* [TASK]:
In the records that follow, find each line with the word "below" and copy it.

* [Stored data]:

----

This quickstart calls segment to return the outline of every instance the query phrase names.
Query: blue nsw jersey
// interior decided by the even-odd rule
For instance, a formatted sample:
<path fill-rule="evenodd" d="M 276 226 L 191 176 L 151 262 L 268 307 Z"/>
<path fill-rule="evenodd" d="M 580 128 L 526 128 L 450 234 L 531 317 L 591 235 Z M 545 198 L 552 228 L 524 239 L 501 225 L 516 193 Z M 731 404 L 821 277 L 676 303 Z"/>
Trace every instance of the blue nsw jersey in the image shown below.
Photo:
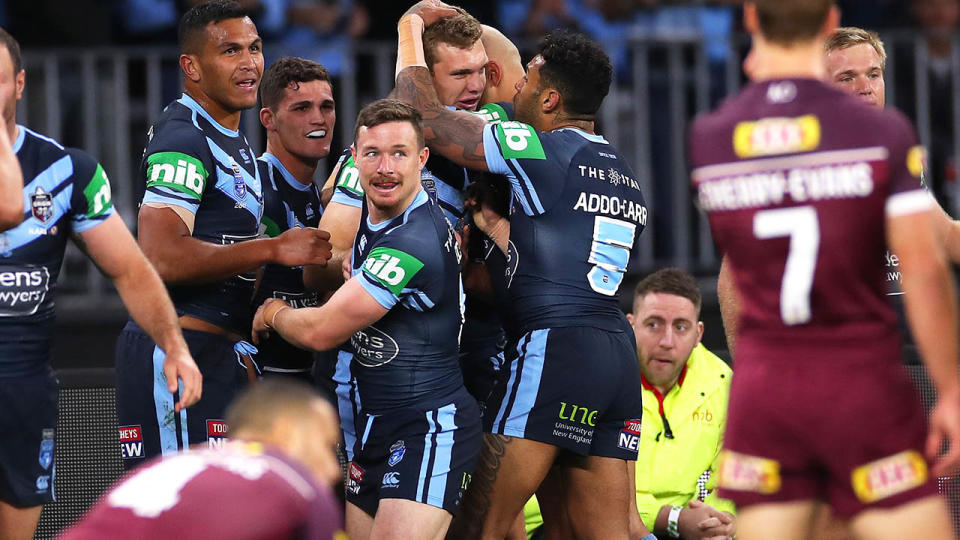
<path fill-rule="evenodd" d="M 508 281 L 520 330 L 622 329 L 620 283 L 647 222 L 627 162 L 603 137 L 519 122 L 486 127 L 483 147 L 513 191 Z"/>
<path fill-rule="evenodd" d="M 26 213 L 0 233 L 0 376 L 46 369 L 67 239 L 113 214 L 110 183 L 93 157 L 17 127 Z"/>
<path fill-rule="evenodd" d="M 459 248 L 442 212 L 421 191 L 401 215 L 373 225 L 364 204 L 351 268 L 390 310 L 350 338 L 363 412 L 448 403 L 463 389 L 463 289 Z"/>
<path fill-rule="evenodd" d="M 195 216 L 193 236 L 213 244 L 257 237 L 263 213 L 253 150 L 238 131 L 217 123 L 184 94 L 150 129 L 140 163 L 147 183 L 143 204 L 180 207 Z M 199 285 L 169 285 L 181 315 L 250 332 L 255 273 Z"/>
<path fill-rule="evenodd" d="M 301 184 L 273 154 L 260 156 L 257 166 L 263 181 L 261 229 L 265 236 L 274 238 L 289 229 L 315 228 L 320 224 L 323 208 L 320 206 L 320 190 L 315 184 Z M 307 291 L 303 286 L 302 266 L 266 265 L 253 307 L 267 298 L 281 298 L 295 308 L 318 304 L 317 293 Z M 313 362 L 309 351 L 298 349 L 274 334 L 262 340 L 259 349 L 257 360 L 267 369 L 303 369 L 309 368 Z"/>

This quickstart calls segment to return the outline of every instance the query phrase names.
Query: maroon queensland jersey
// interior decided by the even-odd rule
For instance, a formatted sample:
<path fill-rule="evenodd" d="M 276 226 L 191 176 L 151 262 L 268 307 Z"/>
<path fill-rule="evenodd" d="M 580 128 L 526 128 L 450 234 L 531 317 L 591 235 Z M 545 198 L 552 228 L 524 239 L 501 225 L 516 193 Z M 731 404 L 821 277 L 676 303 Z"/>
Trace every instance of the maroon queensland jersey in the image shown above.
<path fill-rule="evenodd" d="M 61 540 L 331 540 L 341 529 L 333 493 L 302 465 L 234 441 L 137 469 Z"/>
<path fill-rule="evenodd" d="M 886 217 L 932 204 L 915 145 L 902 115 L 813 79 L 753 84 L 694 123 L 698 202 L 742 296 L 738 348 L 897 356 L 877 263 Z"/>

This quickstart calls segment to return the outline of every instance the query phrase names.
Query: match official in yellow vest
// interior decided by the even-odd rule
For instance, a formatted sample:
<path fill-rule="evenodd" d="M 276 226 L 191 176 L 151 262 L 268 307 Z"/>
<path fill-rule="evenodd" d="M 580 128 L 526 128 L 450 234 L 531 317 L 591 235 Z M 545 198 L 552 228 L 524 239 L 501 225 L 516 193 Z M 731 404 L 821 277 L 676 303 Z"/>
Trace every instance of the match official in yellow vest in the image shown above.
<path fill-rule="evenodd" d="M 732 371 L 700 338 L 696 280 L 666 268 L 635 290 L 634 328 L 643 383 L 637 508 L 661 540 L 732 538 L 734 506 L 715 494 Z"/>

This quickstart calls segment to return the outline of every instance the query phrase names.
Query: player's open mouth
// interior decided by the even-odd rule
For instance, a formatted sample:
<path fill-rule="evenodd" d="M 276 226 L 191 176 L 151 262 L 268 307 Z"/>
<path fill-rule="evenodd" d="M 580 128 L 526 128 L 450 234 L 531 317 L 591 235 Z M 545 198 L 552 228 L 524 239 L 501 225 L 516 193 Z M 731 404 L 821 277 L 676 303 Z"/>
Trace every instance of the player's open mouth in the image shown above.
<path fill-rule="evenodd" d="M 472 111 L 477 107 L 477 104 L 480 103 L 480 98 L 476 97 L 473 99 L 465 99 L 457 102 L 461 109 L 466 109 Z"/>
<path fill-rule="evenodd" d="M 310 133 L 307 133 L 308 139 L 322 139 L 327 136 L 327 130 L 325 129 L 315 129 Z"/>
<path fill-rule="evenodd" d="M 370 187 L 377 191 L 393 191 L 400 186 L 399 182 L 371 182 Z"/>
<path fill-rule="evenodd" d="M 255 88 L 255 87 L 257 86 L 257 80 L 256 80 L 256 79 L 245 79 L 245 80 L 242 80 L 242 81 L 238 82 L 238 83 L 237 83 L 237 86 L 239 86 L 240 88 L 252 89 L 252 88 Z"/>

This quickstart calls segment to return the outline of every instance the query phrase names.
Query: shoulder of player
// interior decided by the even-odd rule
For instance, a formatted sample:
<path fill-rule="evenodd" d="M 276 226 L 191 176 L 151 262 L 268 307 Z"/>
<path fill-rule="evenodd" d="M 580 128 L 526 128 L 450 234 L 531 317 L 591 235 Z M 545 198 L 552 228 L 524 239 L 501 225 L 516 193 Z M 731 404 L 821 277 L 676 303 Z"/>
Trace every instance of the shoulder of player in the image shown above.
<path fill-rule="evenodd" d="M 179 106 L 179 104 L 175 105 Z M 147 154 L 177 151 L 199 157 L 198 152 L 204 155 L 209 152 L 206 134 L 193 123 L 188 115 L 190 110 L 183 106 L 179 108 L 186 112 L 176 115 L 167 115 L 165 112 L 164 116 L 153 125 L 153 135 L 147 144 Z"/>

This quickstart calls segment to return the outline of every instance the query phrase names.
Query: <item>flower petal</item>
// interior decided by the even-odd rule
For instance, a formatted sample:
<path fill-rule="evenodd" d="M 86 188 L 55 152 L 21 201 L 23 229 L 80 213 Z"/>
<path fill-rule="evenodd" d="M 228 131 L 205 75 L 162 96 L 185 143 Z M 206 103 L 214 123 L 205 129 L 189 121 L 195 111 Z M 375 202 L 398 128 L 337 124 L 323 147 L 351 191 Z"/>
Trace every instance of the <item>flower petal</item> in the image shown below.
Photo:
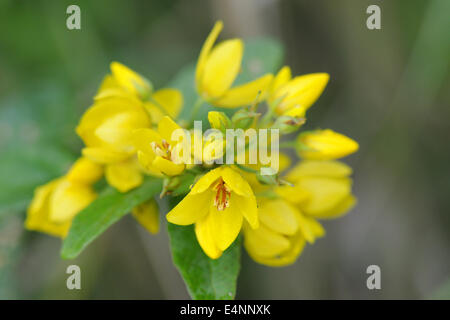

----

* [ANSWER FOR THE TASK]:
Trace every instance of the blue nsw jersey in the image shown below.
Trace every instance of the <item>flower petal</item> in the image shown below.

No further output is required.